Return every line of the entries below that contains the word "support", copying each line in full.

## begin ROWS

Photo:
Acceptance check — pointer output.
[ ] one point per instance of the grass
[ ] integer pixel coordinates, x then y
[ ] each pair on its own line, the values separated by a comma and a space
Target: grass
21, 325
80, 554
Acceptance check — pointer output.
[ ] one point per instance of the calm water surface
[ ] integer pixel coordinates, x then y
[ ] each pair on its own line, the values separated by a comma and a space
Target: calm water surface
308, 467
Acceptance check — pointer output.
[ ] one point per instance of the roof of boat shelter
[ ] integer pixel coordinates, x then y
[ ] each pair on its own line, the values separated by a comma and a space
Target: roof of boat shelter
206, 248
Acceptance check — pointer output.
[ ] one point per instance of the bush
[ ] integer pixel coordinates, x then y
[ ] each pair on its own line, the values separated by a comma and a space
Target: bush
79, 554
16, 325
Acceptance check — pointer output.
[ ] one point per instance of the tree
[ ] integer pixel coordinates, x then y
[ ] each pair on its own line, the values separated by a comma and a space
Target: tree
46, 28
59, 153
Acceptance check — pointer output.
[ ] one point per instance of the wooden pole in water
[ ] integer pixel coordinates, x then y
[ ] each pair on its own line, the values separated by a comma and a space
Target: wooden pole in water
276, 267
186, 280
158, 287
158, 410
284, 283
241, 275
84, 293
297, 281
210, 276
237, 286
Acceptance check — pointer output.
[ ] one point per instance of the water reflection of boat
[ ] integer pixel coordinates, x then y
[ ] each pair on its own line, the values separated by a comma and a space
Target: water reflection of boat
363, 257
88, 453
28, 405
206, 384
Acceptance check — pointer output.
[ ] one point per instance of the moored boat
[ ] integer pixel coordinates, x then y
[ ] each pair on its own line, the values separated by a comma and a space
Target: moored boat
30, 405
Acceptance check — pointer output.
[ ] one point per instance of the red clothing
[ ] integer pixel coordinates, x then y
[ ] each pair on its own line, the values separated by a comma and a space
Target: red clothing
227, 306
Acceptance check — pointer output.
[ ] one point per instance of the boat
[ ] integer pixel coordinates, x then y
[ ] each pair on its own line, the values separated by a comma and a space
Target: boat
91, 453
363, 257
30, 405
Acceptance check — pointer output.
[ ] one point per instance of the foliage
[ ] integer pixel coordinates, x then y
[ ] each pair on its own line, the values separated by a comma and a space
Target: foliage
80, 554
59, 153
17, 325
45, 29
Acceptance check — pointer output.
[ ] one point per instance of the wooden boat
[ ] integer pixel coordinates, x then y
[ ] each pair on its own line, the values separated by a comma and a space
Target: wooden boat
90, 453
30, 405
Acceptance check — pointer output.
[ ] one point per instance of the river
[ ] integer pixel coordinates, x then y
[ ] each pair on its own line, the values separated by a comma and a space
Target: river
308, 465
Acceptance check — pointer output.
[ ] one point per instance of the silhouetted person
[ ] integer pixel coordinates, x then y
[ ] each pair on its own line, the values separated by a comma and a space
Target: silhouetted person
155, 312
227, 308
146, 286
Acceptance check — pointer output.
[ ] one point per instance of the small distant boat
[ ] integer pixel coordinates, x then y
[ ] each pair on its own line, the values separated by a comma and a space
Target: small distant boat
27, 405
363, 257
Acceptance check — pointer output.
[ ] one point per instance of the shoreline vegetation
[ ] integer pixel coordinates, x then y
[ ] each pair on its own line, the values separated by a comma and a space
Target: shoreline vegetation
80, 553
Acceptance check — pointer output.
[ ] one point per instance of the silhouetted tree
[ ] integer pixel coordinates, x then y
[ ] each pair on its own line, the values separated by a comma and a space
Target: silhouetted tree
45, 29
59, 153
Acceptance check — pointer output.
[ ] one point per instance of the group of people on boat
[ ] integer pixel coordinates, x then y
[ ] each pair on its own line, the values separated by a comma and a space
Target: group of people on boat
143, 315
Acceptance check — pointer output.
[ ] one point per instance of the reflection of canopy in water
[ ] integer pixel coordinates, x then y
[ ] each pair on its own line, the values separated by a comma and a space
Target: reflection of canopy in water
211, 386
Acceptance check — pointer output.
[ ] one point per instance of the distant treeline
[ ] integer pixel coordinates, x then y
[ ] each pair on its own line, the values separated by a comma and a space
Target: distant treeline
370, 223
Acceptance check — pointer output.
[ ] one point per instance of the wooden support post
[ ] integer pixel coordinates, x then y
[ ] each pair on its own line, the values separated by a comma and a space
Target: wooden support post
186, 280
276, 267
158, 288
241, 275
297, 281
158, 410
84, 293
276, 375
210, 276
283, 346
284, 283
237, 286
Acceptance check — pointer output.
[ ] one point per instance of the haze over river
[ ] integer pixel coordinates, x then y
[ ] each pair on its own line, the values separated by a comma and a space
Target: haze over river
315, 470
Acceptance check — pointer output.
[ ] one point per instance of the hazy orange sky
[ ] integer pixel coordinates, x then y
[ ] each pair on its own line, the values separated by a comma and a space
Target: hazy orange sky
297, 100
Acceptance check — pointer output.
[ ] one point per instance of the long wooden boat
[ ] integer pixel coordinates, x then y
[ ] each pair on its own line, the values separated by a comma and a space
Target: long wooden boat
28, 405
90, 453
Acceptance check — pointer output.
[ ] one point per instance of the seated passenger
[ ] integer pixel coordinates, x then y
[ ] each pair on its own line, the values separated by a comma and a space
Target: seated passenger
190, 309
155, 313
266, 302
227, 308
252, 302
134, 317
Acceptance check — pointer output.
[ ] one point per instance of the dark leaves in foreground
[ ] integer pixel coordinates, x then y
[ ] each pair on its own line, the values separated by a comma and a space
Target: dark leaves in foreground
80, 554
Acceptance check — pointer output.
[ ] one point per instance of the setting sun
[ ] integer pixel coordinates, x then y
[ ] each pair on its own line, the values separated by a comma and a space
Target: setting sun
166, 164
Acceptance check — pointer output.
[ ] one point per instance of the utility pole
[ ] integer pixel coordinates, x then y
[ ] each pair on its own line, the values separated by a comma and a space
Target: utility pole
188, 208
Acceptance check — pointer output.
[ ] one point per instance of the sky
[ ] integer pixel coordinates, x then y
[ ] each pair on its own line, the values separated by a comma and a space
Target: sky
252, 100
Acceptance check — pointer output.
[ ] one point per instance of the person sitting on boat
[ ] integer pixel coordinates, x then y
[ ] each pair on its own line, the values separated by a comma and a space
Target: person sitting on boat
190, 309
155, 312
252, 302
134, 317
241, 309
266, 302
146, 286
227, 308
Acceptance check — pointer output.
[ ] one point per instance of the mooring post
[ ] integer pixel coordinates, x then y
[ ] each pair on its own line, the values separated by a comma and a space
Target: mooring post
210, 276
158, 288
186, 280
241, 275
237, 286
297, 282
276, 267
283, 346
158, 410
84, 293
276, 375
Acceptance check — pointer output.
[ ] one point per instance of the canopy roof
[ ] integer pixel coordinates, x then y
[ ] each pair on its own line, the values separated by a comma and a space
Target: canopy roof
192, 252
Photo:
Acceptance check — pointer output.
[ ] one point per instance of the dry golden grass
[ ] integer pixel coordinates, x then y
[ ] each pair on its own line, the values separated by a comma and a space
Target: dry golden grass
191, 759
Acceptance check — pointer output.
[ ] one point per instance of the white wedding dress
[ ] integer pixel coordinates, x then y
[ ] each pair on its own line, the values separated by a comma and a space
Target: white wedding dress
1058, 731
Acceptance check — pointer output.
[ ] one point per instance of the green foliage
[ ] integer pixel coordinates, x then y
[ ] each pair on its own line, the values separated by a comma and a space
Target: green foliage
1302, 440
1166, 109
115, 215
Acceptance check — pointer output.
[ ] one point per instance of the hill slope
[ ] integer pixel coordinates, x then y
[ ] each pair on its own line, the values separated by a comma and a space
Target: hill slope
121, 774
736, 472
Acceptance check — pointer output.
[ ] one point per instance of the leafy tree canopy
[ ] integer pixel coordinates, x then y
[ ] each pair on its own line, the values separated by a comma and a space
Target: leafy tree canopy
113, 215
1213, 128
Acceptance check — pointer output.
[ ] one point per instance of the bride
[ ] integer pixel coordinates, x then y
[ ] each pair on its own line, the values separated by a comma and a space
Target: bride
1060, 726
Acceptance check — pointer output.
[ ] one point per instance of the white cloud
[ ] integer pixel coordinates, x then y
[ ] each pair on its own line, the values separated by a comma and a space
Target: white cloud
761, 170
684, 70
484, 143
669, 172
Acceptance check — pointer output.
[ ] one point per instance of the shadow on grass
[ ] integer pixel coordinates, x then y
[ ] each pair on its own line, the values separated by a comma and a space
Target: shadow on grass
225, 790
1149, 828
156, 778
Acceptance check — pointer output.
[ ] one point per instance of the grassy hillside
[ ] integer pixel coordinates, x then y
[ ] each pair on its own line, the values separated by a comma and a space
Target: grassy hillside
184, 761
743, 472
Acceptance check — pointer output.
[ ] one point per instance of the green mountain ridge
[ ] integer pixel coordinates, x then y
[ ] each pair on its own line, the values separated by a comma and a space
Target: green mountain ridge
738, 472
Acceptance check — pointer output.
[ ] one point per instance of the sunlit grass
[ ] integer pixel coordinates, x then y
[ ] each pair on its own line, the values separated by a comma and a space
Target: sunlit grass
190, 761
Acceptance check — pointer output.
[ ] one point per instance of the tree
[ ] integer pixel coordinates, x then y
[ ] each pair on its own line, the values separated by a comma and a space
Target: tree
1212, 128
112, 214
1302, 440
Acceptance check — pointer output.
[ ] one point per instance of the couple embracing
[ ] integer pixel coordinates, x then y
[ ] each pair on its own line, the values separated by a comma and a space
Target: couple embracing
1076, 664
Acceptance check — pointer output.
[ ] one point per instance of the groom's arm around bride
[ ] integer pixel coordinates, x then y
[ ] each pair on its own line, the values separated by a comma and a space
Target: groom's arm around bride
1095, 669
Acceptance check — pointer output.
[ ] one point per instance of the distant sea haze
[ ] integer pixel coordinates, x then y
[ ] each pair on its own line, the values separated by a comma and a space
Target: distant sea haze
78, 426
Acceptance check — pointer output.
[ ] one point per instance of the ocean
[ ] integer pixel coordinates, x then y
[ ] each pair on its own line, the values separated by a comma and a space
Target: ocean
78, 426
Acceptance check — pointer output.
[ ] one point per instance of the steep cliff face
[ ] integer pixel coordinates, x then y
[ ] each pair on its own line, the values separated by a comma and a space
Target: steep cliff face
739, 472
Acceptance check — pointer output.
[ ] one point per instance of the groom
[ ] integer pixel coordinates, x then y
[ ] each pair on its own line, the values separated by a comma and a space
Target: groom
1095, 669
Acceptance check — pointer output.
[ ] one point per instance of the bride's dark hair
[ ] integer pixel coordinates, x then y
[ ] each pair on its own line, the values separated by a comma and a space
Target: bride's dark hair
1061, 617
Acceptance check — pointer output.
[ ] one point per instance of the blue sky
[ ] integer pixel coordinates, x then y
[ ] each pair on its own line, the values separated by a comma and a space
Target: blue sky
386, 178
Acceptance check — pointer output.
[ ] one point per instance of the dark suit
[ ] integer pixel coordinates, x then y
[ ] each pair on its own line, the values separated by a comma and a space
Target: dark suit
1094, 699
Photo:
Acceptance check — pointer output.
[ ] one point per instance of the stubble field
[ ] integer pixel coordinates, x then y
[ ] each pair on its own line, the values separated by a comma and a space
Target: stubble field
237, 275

## end ROWS

EXPECTED ANSWER:
[ ] one point per instance of the wooden support post
Target: wooden support post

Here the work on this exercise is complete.